### [Request]
Copy the lines of the listing below word for word, from the line containing "For the benchmark, mark every instance of the ferrari" through the line containing "160], [18, 158]]", with both of those lines included.

(Records from a data collection)
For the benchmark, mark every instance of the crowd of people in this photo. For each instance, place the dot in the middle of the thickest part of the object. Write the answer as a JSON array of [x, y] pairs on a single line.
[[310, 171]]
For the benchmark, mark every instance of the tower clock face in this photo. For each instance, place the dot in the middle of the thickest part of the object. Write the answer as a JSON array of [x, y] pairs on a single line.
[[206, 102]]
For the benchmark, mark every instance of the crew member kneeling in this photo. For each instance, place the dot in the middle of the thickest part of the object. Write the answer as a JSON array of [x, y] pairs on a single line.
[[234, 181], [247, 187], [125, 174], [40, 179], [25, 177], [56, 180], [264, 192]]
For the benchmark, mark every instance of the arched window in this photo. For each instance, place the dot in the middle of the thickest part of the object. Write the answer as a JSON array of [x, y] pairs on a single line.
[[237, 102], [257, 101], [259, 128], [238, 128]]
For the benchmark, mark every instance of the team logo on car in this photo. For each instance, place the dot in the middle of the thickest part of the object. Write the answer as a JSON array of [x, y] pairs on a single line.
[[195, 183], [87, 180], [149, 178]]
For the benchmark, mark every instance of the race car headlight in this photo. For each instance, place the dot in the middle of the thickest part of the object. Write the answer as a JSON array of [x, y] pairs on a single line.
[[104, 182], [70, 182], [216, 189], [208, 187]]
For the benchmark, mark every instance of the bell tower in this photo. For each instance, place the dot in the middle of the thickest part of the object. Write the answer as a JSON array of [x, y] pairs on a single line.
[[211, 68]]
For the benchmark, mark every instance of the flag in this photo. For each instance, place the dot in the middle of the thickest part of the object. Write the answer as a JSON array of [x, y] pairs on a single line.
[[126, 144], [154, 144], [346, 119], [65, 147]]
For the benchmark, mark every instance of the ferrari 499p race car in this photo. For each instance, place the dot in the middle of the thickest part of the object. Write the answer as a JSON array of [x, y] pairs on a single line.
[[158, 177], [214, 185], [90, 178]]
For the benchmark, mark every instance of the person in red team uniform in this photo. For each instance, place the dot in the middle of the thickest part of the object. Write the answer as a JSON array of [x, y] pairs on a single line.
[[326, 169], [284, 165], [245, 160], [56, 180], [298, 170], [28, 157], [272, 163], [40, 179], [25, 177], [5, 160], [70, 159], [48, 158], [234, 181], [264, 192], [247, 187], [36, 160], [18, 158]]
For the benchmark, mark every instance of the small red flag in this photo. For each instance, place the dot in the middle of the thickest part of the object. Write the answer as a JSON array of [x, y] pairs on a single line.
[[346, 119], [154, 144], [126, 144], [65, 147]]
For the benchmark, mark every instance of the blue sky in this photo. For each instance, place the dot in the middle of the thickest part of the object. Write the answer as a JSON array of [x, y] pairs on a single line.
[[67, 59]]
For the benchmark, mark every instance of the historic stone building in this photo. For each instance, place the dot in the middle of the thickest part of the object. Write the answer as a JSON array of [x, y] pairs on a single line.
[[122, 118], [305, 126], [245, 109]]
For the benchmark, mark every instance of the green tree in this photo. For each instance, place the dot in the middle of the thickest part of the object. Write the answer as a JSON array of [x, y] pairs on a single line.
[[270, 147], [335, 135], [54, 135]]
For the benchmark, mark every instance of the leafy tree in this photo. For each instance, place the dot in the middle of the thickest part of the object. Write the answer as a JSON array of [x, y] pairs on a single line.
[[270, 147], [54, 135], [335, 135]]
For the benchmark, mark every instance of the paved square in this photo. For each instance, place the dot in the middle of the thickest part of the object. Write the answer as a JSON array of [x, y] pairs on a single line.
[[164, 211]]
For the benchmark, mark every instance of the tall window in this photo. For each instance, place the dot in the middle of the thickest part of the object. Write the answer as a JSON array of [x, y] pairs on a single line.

### [Task solution]
For the benchmark, mark every instance of the ferrari 499p race car in this photo. For each instance, place the dot in the middle of the thickest part of the object. Write the answer as a JSON array of [x, y] pairs on a single line.
[[158, 177], [214, 185], [90, 178]]
For the benchmark, mark every instance of the person in red team uniform in this photo. For each instance, place the dot in the middle of the thickest part of the object. Write the answer as a JSON array of [x, y] pairs on a single line.
[[326, 169], [284, 165], [245, 160], [56, 180], [298, 170], [28, 157], [272, 163], [40, 179], [25, 177], [5, 160], [70, 159], [48, 158], [234, 181], [264, 192], [247, 187], [36, 160], [18, 158]]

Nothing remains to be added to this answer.